▶ [Data for this task]
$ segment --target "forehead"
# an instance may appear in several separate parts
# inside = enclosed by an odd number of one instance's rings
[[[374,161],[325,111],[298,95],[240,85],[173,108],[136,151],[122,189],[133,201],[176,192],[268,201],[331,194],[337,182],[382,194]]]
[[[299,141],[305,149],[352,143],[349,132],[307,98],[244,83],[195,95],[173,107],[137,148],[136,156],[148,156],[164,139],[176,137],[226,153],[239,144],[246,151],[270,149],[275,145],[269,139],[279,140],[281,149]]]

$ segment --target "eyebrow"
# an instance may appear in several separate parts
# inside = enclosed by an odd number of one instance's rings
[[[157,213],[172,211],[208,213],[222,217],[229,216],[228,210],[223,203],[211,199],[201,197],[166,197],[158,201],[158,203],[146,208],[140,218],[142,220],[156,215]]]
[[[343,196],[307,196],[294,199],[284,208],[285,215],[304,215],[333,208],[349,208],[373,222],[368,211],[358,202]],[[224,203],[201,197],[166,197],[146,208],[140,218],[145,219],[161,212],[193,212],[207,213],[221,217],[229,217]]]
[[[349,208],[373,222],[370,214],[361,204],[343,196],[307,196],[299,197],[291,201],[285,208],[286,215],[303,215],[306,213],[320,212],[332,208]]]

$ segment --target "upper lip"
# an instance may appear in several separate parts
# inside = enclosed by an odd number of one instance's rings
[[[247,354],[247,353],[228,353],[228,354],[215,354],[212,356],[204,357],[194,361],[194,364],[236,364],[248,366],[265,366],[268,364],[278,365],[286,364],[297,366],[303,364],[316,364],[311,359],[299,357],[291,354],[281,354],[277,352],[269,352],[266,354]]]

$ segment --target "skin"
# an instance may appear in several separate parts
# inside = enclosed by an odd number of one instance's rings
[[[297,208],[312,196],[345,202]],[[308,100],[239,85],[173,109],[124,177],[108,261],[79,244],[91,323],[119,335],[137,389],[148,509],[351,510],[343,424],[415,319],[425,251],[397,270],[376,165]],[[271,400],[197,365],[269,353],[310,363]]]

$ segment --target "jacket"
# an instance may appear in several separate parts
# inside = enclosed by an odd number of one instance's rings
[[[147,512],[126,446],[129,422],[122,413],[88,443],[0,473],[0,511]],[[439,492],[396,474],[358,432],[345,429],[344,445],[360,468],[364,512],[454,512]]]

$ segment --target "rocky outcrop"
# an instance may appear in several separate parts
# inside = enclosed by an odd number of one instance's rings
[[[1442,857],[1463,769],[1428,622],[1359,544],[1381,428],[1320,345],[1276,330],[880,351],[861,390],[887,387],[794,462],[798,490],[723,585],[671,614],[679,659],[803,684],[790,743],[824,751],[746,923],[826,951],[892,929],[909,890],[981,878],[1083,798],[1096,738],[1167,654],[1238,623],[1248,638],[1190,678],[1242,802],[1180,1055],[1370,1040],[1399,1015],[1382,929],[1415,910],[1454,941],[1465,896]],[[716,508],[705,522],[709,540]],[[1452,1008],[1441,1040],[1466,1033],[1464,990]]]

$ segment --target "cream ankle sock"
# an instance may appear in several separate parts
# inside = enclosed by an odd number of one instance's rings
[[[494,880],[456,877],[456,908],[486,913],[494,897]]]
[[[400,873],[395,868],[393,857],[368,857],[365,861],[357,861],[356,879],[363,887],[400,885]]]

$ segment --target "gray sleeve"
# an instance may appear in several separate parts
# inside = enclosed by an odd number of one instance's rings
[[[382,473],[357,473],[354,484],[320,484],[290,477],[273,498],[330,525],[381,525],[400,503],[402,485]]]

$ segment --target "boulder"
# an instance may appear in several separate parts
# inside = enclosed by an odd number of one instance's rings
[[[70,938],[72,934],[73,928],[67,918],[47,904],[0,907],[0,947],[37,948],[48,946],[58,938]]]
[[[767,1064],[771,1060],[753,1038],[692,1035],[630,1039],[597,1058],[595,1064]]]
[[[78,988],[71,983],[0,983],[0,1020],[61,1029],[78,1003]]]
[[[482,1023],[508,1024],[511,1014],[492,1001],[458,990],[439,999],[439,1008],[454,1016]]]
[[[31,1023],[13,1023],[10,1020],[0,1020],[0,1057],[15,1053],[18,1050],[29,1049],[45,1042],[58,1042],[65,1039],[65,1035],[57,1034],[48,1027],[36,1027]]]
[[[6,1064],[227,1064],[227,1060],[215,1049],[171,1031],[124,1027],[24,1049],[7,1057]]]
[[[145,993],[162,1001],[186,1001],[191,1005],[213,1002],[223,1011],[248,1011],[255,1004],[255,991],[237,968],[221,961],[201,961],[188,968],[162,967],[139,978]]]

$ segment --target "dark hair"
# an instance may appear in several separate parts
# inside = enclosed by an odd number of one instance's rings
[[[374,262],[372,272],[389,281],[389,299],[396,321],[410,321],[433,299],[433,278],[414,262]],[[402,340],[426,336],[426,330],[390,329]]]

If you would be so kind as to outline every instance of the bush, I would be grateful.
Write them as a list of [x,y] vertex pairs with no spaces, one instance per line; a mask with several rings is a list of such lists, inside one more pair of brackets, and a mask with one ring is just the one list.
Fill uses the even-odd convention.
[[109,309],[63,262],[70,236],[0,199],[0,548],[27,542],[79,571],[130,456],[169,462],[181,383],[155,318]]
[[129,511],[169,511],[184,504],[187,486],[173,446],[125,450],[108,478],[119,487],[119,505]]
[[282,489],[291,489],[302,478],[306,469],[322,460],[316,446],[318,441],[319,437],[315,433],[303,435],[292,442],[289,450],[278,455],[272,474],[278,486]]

▶ [Required action] Print the material verbatim, all of it.

▶ [Exercise solution]
$ segment --target "forehead"
# an instance may appear in several separate parts
# inside = enclosed by an odd number of one instance's rings
[[[374,161],[325,111],[298,95],[240,85],[173,108],[136,151],[122,189],[133,201],[176,192],[268,201],[331,194],[337,182],[382,194]]]
[[[299,141],[305,149],[352,143],[349,132],[307,98],[244,83],[195,95],[173,107],[137,148],[136,156],[148,156],[164,139],[176,137],[226,153],[239,144],[246,151],[270,149],[275,145],[269,139],[279,140],[281,149]]]

$ segment --target "eyebrow"
# an instance may appear in several separate parts
# inside = enclosed by an odd number of one instance's rings
[[[157,213],[172,211],[208,213],[222,217],[229,216],[228,210],[223,203],[211,199],[201,197],[166,197],[158,201],[158,203],[146,208],[140,218],[142,220],[156,215]]]
[[[343,196],[307,196],[294,199],[284,208],[285,215],[304,215],[333,208],[349,208],[373,222],[368,211],[358,202]],[[224,203],[201,197],[166,197],[146,208],[140,218],[145,219],[161,212],[193,212],[207,213],[221,217],[229,217]]]
[[[349,208],[373,222],[370,214],[361,204],[343,196],[307,196],[299,197],[291,201],[285,208],[286,215],[303,215],[306,213],[320,212],[332,208]]]

$ segment --target "upper lip"
# an instance may appear in several separate parts
# inside = enclosed by an odd number of one instance's rings
[[[247,354],[247,353],[228,353],[228,354],[215,354],[212,356],[204,357],[194,361],[194,364],[236,364],[248,366],[265,366],[268,364],[278,365],[286,364],[297,366],[303,364],[316,364],[311,359],[299,357],[291,354],[281,354],[277,352],[269,352],[266,354]]]

$ segment --target "skin"
# an instance may appear in several separate parts
# inside = enclosed by an odd number of one instance's rings
[[[297,208],[312,196],[345,202]],[[308,100],[239,85],[173,109],[124,177],[108,261],[79,244],[91,323],[119,335],[137,389],[148,509],[351,510],[343,424],[415,319],[425,251],[397,270],[376,165]],[[271,400],[197,365],[269,353],[310,363]]]

$ segment --target "jacket"
# an instance may appear in several separate parts
# inside = enclosed by an odd number of one instance's rings
[[[147,512],[126,446],[129,422],[122,413],[88,443],[0,473],[0,511]],[[439,492],[396,474],[358,432],[345,429],[344,445],[360,468],[364,512],[454,512]]]

$ segment --target "rocky outcrop"
# an instance may appear in several separate parts
# inside = enclosed by an odd number of one instance's rings
[[[1442,857],[1463,769],[1428,622],[1359,544],[1381,428],[1320,345],[1276,330],[880,351],[861,390],[887,387],[794,462],[798,490],[723,585],[671,614],[679,659],[803,684],[790,743],[824,751],[746,923],[826,951],[892,929],[909,890],[981,878],[1083,798],[1096,738],[1167,654],[1238,623],[1248,638],[1190,678],[1242,802],[1180,1055],[1370,1040],[1399,1015],[1382,929],[1415,910],[1454,941],[1465,896]],[[716,508],[705,522],[709,540]],[[1452,1008],[1441,1040],[1466,1033],[1464,990]]]

$ segment --target "cream ankle sock"
# an instance may appear in several separate parts
# inside = enclosed by an odd number of one instance's rings
[[[494,880],[456,877],[456,908],[486,913],[494,897]]]
[[[400,873],[395,868],[393,857],[368,857],[365,861],[357,861],[356,879],[363,887],[400,885]]]

$ segment --target "gray sleeve"
# an instance may appear in several separate parts
# inside = enclosed by an odd number of one instance's rings
[[[382,473],[357,473],[354,484],[320,484],[290,477],[273,498],[330,525],[381,525],[400,503],[402,485]]]

$ segment --target "boulder"
# an instance may appear in several separate parts
# inside = enclosed by an odd number of one instance's rings
[[[70,938],[72,934],[73,928],[67,918],[47,904],[0,907],[0,947],[37,948],[48,946],[58,938]]]
[[[767,1064],[771,1060],[753,1038],[692,1035],[630,1039],[597,1058],[595,1064]]]
[[[78,988],[71,983],[0,983],[0,1020],[61,1029],[78,1003]]]
[[[482,1023],[508,1024],[511,1014],[492,1001],[458,990],[439,999],[439,1008],[454,1016]]]
[[[31,1023],[13,1023],[10,1020],[0,1020],[0,1057],[15,1053],[18,1050],[29,1049],[45,1042],[58,1042],[65,1039],[65,1035],[57,1034],[48,1027],[36,1027]]]
[[[6,1064],[227,1064],[227,1060],[215,1049],[171,1031],[124,1027],[24,1049],[7,1057]]]
[[[145,993],[162,1001],[186,1001],[191,1005],[213,1002],[223,1011],[248,1011],[255,1004],[255,991],[237,968],[221,961],[201,961],[188,968],[162,967],[139,978]]]

$ segment --target "dark hair"
# an instance may appear in several separate parts
# inside = enclosed by an odd number of one instance's rings
[[[374,262],[372,272],[389,281],[389,299],[396,321],[410,321],[433,299],[433,278],[414,262]],[[402,340],[426,336],[426,330],[390,329]]]

If you would be so kind as to outline every instance of the bush, I would be grateful.
Write them as a list of [x,y] vertex pairs with no spaces, one instance per line; a mask with several rings is a list of such lists, inside one more pair of brackets, and a mask with one ring is just the one list.
Fill uses the even-odd convention.
[[109,309],[63,262],[70,236],[0,199],[0,548],[27,542],[79,571],[130,456],[169,462],[181,383],[155,318]]
[[129,511],[169,511],[184,504],[187,486],[173,446],[125,450],[108,478],[119,487],[119,505]]
[[282,489],[291,489],[302,478],[306,469],[322,460],[316,446],[318,441],[319,437],[315,433],[303,435],[292,442],[289,450],[278,455],[272,474],[278,486]]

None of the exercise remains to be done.